**TASK SET:**
**A)** Could you copy, word for word, the stretch of the drum corps percussion history that begins with the words containing "Blame television. One" and ends with "the DCI broadcast."?
**B)** What comes next in the drum corps percussion history? Write a continuation that picks up right after its last sentence.

**DOCUMENT EXTRACT:**
※ ※ ※
What may be said with certainty is that drum corps has continually expanded, from several Big Bangs. Among these was the one caused by Gerry Shellmer in the late ‘60s when, in answer to the question, “What do you want, anyway?”, he raised the LP, Musser, Deagan and several other catalogs over his head, slamming them down on a table at a rules congress, with all the force of Thor’s hammer. Bang! (tympani). Bang! (mallet keyboards). Bang! (Mambo cow bell, guiro, congas…etc.). (Imagine “The Most Interesting Man in the World-meets-Jack Nicholson”.)  He got it all, as long as it could be carried around the field.

It eventually became clear that it made more sense to locate the larger instruments somewhere, rather than continue to treat percussionists as pack animals. Voila! The Pit! It was then that the real expansion began.

Blame television. One of Jerry’s most gifted disciples, the legendary Fred Sanford, managed to hip the manufacturers to the value of product placement. Not that drum corps was (or is even now) a very large market, but its influence over the high school and college band activities is enormous, and that’s a huge potential territory. You can’t see the logo on a mellophone, but a brand name on those eight 5-octave keyboards right downstage makes a nifty camera shot on the DCI broadcast.
※ ※ ※
**DATA LINES:**
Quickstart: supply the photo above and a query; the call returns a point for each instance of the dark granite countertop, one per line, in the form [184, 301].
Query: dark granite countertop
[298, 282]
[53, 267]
※ ※ ※
**RESPONSES IN ORDER:**
**A)**
Blame television. One of Jerry’s most gifted disciples, the legendary Fred Sanford, managed to hip the manufacturers to the value of product placement. Not that drum corps was (or is even now) a very large market, but its influence over the high school and college band activities is enormous, and that’s a huge potential territory. You can’t see the logo on a mellophone, but a brand name on those eight 5-octave keyboards right downstage makes a nifty camera shot on the DCI broadcast.

**B)**
Still, there are geographical limits to the pit (for the moment). There are just so many gongs, suspended concert basses, crotale racks, surdos, octobongs, trap sets, brake drum arrays, weasel cages and the like that can be jammed in there. The laws of solid geometry will not be mocked. But another Bang was imminent, the biggest of all.

It’s beyond ironic that two of the primary arguments in favor of amplification were that it would serve to reduce the number of keyboard instruments in the pit that were required to be heard over the larger brass lines, and that players would not have to bastardize proper orchestral technique. (Curiously, it seems no one pointed out that good basic arranging skill and ensemble balance offered a simpler, and dare I say more musical, solution to this “problem”. One is reminded of the old joke about college dorm food: “It’s awful, and they don’t give you enough.”)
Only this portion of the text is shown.